Copy out all the lines of the data that hold the word "ground".
::: Records to process :::
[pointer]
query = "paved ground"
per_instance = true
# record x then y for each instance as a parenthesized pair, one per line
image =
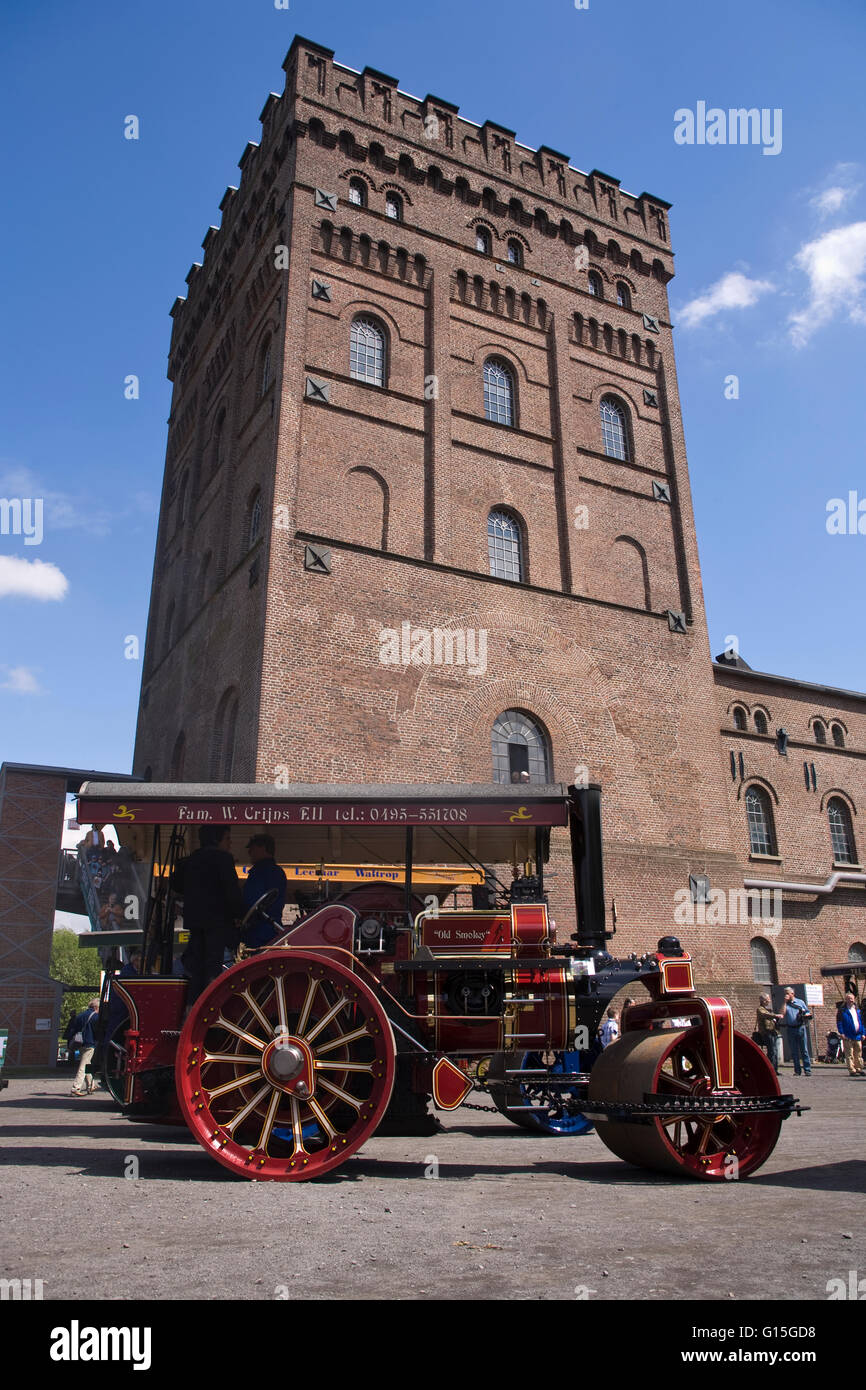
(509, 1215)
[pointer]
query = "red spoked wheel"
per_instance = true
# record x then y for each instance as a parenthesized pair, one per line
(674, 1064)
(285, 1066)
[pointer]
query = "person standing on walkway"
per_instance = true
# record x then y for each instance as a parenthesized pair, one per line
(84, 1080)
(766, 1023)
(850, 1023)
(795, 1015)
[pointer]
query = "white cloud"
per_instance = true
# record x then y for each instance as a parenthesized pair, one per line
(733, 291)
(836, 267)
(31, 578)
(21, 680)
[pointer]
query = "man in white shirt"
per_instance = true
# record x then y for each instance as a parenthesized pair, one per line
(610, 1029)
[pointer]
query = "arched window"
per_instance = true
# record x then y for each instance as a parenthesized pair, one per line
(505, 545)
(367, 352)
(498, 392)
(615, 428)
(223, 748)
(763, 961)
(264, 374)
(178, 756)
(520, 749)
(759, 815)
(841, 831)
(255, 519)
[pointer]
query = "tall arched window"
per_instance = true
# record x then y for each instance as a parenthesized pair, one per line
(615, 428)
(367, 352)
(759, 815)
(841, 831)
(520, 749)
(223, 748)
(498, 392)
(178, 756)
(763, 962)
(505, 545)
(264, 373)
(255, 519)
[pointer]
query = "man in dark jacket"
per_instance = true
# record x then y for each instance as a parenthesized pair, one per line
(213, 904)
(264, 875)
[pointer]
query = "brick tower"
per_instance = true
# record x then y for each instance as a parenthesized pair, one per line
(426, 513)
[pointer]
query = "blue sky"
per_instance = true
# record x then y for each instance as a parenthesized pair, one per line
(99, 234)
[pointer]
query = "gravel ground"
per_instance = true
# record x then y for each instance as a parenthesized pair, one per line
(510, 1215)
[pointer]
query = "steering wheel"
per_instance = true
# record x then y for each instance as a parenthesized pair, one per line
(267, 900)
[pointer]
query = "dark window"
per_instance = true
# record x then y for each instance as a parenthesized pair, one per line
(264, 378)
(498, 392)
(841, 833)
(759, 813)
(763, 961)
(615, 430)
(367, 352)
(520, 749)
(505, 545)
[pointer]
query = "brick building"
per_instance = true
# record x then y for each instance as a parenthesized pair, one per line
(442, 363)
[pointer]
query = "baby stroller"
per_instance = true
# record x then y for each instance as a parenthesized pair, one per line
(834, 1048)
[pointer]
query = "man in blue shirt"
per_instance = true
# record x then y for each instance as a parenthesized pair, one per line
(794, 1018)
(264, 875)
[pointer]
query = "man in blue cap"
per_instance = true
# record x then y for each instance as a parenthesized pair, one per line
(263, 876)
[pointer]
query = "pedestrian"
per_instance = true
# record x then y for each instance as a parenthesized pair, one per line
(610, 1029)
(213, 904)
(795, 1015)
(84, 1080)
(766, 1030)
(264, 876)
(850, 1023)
:::
◆ Answer to this problem
query = "paved ground"
query = "gravel ground"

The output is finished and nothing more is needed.